* Start DATASET *

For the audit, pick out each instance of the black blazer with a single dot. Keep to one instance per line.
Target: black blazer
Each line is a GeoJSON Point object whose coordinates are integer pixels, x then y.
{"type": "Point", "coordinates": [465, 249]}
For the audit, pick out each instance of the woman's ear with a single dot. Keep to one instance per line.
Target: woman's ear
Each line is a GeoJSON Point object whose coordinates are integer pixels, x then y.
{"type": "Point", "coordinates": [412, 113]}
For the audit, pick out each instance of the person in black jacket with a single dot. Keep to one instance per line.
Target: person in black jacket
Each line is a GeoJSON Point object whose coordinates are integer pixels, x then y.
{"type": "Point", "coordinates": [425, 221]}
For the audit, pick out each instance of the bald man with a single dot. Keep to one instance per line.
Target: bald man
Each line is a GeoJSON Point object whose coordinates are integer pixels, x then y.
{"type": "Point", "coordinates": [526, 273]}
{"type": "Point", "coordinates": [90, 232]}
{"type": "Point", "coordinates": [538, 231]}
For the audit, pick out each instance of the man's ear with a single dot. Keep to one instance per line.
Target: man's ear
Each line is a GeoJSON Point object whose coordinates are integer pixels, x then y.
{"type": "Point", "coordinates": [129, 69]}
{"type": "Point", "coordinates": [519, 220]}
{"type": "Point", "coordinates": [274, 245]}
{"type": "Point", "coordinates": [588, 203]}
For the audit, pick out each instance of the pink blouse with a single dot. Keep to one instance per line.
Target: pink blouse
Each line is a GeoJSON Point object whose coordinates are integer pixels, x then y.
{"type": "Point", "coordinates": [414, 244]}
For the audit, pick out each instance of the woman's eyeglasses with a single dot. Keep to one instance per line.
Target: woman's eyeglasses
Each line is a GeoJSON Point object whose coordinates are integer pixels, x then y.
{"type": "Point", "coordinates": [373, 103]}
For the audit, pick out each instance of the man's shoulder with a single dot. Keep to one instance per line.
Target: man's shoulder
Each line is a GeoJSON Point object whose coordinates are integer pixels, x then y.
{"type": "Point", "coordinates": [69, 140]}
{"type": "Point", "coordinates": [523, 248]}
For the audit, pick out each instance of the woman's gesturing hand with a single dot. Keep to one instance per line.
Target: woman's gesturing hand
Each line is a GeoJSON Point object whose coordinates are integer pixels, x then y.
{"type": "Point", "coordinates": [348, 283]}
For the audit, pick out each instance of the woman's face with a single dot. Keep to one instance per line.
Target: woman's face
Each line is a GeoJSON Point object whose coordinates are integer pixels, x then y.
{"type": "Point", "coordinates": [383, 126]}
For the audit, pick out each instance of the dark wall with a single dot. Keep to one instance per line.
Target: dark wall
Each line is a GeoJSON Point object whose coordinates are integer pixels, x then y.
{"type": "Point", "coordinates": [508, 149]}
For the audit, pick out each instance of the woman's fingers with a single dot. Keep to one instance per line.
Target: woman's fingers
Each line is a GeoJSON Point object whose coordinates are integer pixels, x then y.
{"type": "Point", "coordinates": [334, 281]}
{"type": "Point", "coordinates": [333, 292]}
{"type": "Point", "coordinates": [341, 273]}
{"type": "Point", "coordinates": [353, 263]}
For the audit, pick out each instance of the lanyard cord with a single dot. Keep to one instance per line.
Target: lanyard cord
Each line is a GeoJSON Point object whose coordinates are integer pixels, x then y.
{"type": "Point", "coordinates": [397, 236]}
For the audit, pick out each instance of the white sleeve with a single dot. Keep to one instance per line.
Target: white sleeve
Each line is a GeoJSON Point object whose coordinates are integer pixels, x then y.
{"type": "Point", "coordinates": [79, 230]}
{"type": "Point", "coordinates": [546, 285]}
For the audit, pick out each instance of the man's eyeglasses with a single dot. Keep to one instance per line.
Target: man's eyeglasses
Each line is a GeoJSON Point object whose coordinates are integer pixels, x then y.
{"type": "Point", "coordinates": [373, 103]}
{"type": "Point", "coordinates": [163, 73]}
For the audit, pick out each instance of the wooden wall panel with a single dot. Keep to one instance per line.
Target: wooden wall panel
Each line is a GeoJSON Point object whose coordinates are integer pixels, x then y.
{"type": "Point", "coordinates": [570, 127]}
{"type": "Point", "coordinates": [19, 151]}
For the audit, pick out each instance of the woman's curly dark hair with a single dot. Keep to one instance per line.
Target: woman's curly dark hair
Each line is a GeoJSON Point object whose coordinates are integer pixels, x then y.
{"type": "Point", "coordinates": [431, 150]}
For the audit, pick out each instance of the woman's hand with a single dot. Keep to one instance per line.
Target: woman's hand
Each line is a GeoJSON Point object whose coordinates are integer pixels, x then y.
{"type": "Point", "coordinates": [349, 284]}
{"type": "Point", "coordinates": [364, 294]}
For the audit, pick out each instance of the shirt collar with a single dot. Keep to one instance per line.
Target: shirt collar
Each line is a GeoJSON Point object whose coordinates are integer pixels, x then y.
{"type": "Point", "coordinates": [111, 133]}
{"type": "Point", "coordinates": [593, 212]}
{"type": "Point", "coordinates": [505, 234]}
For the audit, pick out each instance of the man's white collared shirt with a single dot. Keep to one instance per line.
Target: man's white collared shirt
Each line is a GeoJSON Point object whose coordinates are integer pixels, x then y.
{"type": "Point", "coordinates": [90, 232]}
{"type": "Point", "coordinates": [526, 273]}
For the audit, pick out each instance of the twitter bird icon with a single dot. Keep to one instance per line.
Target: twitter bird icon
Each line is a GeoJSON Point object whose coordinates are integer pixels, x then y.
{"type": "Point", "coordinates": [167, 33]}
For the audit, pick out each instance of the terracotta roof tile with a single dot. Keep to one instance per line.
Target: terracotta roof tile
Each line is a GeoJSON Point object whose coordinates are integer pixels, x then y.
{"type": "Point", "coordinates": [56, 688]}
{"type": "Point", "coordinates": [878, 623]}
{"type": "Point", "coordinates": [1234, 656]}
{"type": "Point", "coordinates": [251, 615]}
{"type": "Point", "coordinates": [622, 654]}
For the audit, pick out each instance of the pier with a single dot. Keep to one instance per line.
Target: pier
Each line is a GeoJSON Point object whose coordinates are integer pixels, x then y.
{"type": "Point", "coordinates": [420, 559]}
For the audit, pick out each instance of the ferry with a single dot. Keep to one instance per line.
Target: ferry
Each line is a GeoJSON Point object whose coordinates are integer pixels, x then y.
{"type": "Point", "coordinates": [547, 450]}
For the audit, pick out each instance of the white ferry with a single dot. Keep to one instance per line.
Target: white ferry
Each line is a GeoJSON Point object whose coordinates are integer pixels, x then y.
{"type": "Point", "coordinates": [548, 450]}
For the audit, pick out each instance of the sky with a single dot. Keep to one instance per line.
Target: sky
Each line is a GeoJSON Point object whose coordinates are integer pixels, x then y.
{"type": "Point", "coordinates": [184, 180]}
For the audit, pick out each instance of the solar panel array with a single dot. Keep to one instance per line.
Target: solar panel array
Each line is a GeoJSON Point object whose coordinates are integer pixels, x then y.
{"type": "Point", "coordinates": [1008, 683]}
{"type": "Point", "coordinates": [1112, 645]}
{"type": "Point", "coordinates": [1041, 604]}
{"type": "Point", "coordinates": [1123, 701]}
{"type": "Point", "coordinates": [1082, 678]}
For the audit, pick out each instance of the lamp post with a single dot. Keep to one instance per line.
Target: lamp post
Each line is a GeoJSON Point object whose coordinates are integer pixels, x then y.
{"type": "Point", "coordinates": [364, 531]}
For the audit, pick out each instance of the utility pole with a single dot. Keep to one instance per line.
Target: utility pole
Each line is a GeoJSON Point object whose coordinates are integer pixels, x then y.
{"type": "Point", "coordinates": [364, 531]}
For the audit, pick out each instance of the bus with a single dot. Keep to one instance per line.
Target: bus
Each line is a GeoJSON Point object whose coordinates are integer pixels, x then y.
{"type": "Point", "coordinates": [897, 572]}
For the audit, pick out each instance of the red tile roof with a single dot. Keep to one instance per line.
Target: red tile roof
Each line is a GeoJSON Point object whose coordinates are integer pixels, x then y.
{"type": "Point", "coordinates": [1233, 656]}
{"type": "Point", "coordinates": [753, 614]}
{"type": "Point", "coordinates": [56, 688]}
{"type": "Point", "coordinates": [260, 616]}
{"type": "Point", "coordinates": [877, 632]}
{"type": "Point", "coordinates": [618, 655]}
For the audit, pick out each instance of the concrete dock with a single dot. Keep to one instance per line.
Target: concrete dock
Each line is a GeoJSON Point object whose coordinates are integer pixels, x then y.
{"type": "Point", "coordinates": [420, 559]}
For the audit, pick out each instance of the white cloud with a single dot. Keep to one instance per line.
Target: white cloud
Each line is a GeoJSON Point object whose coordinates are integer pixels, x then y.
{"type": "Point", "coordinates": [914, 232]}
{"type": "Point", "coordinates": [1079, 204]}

* End DATASET *
* Start DATASET *

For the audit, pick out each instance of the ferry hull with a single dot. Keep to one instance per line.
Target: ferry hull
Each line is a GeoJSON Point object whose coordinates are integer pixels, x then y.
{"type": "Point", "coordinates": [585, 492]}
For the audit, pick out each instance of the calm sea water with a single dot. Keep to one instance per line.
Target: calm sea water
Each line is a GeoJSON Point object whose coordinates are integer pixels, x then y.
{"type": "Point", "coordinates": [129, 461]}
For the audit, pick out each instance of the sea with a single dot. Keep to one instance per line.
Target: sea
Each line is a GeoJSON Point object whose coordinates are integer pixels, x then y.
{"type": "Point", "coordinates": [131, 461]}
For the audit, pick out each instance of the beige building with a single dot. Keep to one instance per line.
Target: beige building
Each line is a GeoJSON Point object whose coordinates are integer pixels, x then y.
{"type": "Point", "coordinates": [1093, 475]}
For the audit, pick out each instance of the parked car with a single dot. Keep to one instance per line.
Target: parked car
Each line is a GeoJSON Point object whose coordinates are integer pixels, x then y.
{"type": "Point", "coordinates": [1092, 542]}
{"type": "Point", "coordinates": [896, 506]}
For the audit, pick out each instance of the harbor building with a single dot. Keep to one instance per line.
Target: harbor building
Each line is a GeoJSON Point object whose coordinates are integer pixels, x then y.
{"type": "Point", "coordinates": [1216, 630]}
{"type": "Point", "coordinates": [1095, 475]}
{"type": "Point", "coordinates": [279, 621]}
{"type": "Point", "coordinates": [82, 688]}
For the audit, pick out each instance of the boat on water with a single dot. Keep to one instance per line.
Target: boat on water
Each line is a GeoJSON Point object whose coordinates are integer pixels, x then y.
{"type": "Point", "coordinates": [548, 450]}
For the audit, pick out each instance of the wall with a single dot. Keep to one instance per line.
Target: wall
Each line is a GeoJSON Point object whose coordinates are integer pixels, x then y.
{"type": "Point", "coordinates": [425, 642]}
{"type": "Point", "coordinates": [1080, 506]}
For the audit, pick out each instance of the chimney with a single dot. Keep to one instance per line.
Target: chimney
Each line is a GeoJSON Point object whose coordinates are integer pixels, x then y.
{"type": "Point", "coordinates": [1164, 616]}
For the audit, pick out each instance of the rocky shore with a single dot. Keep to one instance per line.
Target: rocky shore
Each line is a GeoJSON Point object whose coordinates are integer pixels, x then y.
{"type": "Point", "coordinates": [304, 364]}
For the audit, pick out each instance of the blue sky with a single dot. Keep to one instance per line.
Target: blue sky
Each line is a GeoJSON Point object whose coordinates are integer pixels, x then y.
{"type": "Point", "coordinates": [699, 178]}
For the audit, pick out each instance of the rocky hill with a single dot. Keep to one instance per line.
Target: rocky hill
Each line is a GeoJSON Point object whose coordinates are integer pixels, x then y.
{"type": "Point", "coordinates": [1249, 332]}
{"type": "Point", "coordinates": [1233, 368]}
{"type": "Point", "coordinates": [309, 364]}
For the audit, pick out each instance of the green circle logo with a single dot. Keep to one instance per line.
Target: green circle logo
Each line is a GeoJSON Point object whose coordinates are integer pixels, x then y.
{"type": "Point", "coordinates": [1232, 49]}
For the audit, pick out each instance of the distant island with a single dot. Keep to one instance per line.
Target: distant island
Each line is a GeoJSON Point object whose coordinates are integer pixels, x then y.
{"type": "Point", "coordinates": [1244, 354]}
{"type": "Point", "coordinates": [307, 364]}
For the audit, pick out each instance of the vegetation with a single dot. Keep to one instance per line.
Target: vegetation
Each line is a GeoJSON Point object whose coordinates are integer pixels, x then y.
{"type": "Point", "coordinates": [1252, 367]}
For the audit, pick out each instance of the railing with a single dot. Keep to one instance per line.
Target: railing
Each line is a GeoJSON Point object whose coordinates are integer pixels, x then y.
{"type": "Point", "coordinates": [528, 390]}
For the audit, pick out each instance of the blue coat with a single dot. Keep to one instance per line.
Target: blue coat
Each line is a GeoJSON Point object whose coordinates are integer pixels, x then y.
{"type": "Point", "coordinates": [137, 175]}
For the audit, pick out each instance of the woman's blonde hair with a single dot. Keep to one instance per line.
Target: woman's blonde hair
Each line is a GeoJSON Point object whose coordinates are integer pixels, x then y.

* End DATASET *

**PROBLEM TO SOLVE**
State how many lines of the data above contain the string "building". Give only the number.

**SOLUTION BELOW**
4